◆ **Problem details**:
Skip the pictures. Copy all the rest of the records down exactly.

◆ **Records provided**:
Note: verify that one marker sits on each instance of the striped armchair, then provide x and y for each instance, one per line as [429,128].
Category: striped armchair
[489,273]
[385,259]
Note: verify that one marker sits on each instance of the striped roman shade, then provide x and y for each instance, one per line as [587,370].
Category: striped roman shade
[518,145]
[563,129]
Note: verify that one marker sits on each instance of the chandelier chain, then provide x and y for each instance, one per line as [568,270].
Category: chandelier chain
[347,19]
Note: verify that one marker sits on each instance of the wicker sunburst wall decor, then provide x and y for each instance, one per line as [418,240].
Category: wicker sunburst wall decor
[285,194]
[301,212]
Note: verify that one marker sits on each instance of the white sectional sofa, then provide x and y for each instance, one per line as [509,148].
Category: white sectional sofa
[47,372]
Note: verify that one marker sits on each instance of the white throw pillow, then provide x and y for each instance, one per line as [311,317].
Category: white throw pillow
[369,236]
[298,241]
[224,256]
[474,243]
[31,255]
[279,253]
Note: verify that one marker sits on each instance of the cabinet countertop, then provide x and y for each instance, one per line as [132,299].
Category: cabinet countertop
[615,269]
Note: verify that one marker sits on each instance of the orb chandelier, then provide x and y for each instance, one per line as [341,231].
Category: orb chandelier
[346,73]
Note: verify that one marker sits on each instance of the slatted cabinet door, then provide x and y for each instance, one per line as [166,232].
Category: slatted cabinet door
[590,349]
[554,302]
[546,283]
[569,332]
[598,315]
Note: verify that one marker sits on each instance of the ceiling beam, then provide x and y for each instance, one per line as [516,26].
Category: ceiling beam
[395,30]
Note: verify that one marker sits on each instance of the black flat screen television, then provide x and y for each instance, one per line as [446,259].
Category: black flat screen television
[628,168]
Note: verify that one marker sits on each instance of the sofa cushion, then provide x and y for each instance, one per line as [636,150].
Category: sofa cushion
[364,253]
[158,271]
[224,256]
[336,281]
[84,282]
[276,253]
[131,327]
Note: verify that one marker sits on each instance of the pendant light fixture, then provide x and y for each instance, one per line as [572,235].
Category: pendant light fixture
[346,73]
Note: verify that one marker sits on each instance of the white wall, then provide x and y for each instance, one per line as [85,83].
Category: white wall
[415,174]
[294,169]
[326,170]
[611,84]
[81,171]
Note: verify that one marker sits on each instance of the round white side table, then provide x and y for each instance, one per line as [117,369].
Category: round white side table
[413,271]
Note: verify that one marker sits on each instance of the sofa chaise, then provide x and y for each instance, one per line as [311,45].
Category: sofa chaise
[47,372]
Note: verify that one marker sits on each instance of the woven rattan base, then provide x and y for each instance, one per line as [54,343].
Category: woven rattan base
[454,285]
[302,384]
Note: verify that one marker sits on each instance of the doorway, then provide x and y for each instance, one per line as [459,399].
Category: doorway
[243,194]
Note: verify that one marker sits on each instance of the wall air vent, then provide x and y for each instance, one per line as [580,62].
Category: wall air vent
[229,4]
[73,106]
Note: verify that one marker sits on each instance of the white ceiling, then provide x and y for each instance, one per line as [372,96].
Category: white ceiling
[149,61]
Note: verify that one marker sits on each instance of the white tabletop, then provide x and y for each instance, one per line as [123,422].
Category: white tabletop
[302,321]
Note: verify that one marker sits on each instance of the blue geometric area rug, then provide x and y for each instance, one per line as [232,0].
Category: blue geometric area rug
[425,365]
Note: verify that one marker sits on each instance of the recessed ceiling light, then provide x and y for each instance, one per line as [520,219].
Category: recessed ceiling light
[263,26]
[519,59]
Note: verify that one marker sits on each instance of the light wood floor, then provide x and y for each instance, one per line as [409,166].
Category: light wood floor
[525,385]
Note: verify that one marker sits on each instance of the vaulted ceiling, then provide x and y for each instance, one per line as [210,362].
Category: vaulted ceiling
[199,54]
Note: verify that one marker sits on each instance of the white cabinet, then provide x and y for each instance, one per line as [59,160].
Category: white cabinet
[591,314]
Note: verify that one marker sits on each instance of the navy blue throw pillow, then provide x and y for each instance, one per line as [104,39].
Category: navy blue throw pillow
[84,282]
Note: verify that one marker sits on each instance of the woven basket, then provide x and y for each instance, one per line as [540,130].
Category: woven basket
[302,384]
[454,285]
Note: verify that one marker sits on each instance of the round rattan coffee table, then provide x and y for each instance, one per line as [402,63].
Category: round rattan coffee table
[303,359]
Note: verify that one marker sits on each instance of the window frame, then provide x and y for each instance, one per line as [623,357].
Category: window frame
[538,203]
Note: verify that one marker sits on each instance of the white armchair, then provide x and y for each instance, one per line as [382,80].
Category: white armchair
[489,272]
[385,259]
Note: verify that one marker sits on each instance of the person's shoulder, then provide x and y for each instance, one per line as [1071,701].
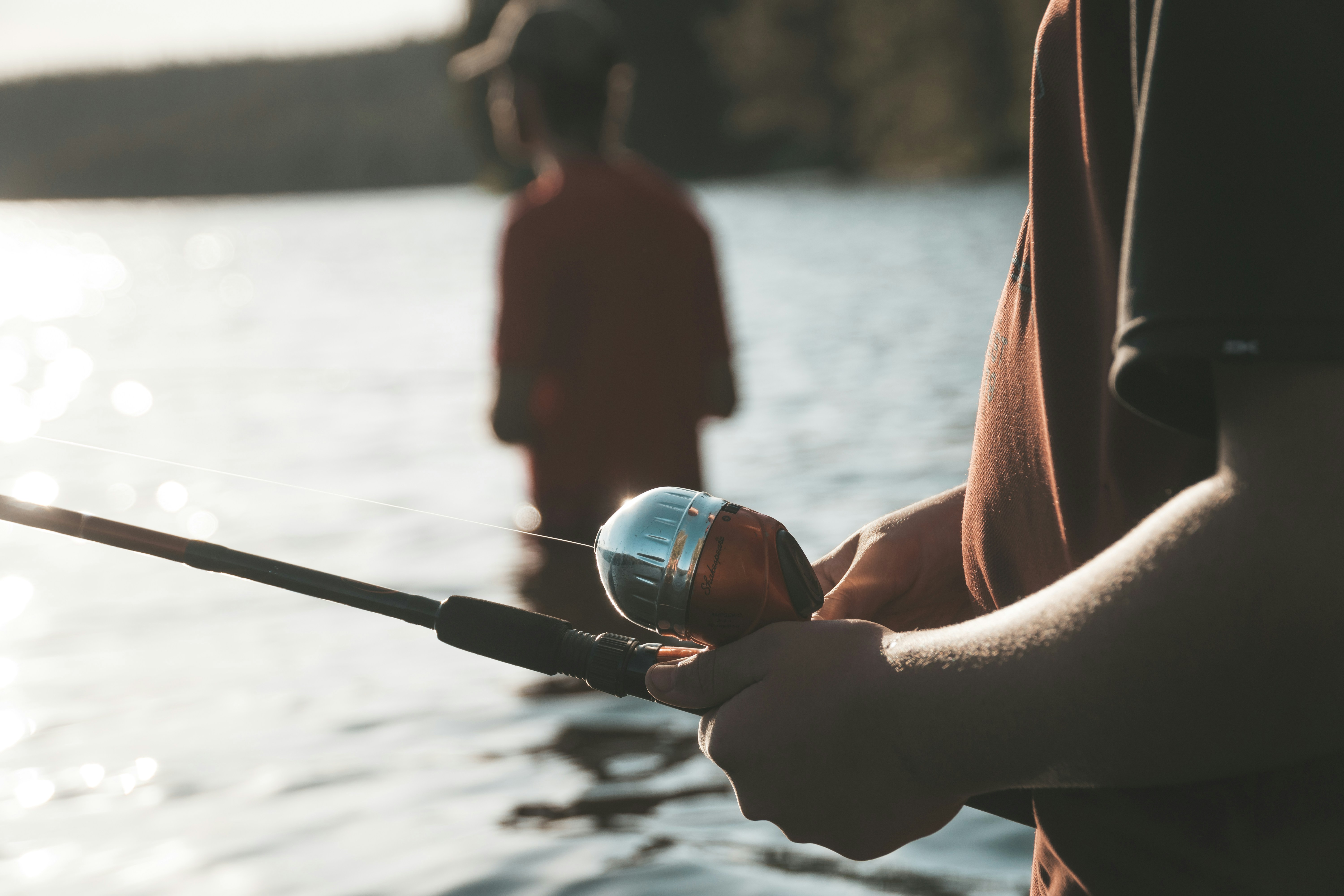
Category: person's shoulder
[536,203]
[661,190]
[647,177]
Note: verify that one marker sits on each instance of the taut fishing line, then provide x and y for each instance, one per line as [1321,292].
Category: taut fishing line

◆ **Correct response**:
Note: verify that one marker sits on each instance of the striped armchair, then provide x and y for each instance, one per line as [429,128].
Category: striped armchair
[489,273]
[385,259]
Note: verify that one marker sits on each instance of the striped roman shade, then provide x and y for each instance, one per line as [587,370].
Category: striped roman shade
[518,145]
[563,129]
Note: verify that one marker sits on each instance of the chandelier chain, then provide x and y for each instance, one per line as [568,270].
Category: chandelier chain
[347,19]
Note: verify that one marker sits on each instance of the wicker sunburst wall decor, then provide x and y for each instance, one per line as [418,240].
Category: wicker sunburst wall decor
[285,194]
[301,212]
Note: verify that one marker sits on each instance of the white sectional sofa, then provide x and y for each instance, one per line as [509,148].
Category: white sectional sofa
[47,372]
Note: verify that one marker sits on each instance of the white throw pillow, then provide x and y for each instance, one per line as [311,317].
Category: white throw pillow
[369,236]
[298,241]
[224,256]
[474,243]
[31,255]
[279,253]
Note: verify that one marker sits on each instance of the cabinet countertop, then provide x and y for each instance, one per line as [132,299].
Category: cabinet countertop
[615,269]
Note: verify that one marker sits on each instance of the orb chandelier, then provide x and y for each instance, one per line as [341,231].
Category: orb chandelier
[346,73]
Note: verify that one marker sits on each instance of the slatted cabinet door, then provide x and y for each instance, one per line as [166,232].
Category: slatted cabinet door
[590,349]
[554,302]
[546,283]
[569,332]
[598,315]
Note: verify that one marker sits on each instance of the ceiling beam, then provide x and y for each instance, one per line as [516,26].
Category: ceiling beam
[395,30]
Note: verify that one marker sits on each instance of the black flat screen television, then provide x and y for each instance, one per line as [446,259].
Category: black flat screen television
[628,168]
Note: verify that one marker sits on each instance of the sofa cushion, then provide x and y for each instance, one per line as [636,150].
Category: sofa cushion
[364,253]
[158,271]
[224,256]
[336,281]
[84,282]
[276,253]
[131,327]
Note: verify that one marker sits on each instance of the pendant light fixture, then provide x and y for each instance, one per line as [572,235].
Category: pendant light fixture
[346,73]
Note: verify that one marker sits on each instance of the white wall, then provide x and y for each instance, one per line as [85,83].
Category: white wall
[415,174]
[294,169]
[326,170]
[611,84]
[81,171]
Note: verify that one marker sits on each instance of the round white side table, then provide x and y for each instance, one per line as [117,369].
Category: round white side table
[413,271]
Note: verify that one marker sits on each instance of the sofa chaise, then provide x and y for each instance, one per line as [311,45].
Category: sofa chaise
[47,372]
Note: verify that one marker sits on each instance of the woven rattan base, then provide x and y for each instance, one per line as [54,343].
Category: woven rattan base
[454,285]
[302,384]
Note: verify that one marker sits on each instance of the doorway, then provide x and y for each instance, one per line as [459,399].
Category: doorway
[243,194]
Note: verify that one marker sits on each instance of the wall air vent, then provide x and y for each instance, one per line as [580,62].
Category: wall air vent
[229,4]
[73,106]
Note: verify that one marker sits on each instance of the white ceiling, then provide x and y for each instance, one per line as [372,96].
Category: white ceiling
[149,61]
Note: verify that one marker sits on each instance of the white tabletop, then provide x and y for each instance, one per line as [123,422].
Category: white tabletop
[302,321]
Note: verify that one marker sits on each instance of the blue geometric area rug, then provide x and y for each instance, one per line as [232,0].
Category: blue geometric area rug
[425,365]
Note: verify that one marker sits on each instance of the recessed ceiling light, then provide x and y for each instance, one per line as [520,219].
Category: recessed ceiling light
[263,26]
[519,59]
Note: verify that one marker sits on each instance of the light wood floor, then provide x and y for each instance, one per line as [409,166].
Category: light wood floor
[525,385]
Note: verify that one marker sits on each instance of the vaulted ceiling, then provide x and y for each instance, one per line as [210,362].
Category: vaulted ceiling
[199,54]
Note: verify that one marker sits on each instance of the white cabinet, then provide x and y for each instance, one per line as [59,160].
Category: white cabinet
[591,314]
Note: verify that one marker sits on each instance of the navy blue throw pillow, then provide x and y for each instance, one per line as [104,39].
Category: navy blue throw pillow
[84,282]
Note: verify that one marker sits on each instance of the woven basket, then provide x and y for each instance, one per line as [540,130].
Category: woven basket
[302,384]
[454,285]
Note: verify that one marker sits on each instance of the round rattan coffee table, then provide x and y for each instance, one per line as [402,63].
Category: round rattan coffee table
[303,359]
Note: verify that one marker sits on each instance of the window frame, then provide x and y for each instance, one per line as [623,357].
Category: window frame
[538,203]
Note: verify that one marker sits on each instance of the white armchair, then provide x and y for each instance, one per line as [382,80].
Category: white armchair
[489,272]
[385,259]
Note: verify that one marker sits on each instance of the person's shoulder, then provide x and y for each instance, one per line as [1071,701].
Category: person's shoulder
[536,203]
[661,190]
[647,177]
Note: verify that one marker sits on each instance of the taut fishing line, then provide x and y for each instance, one per line as [1321,292].
Category: taut fishing line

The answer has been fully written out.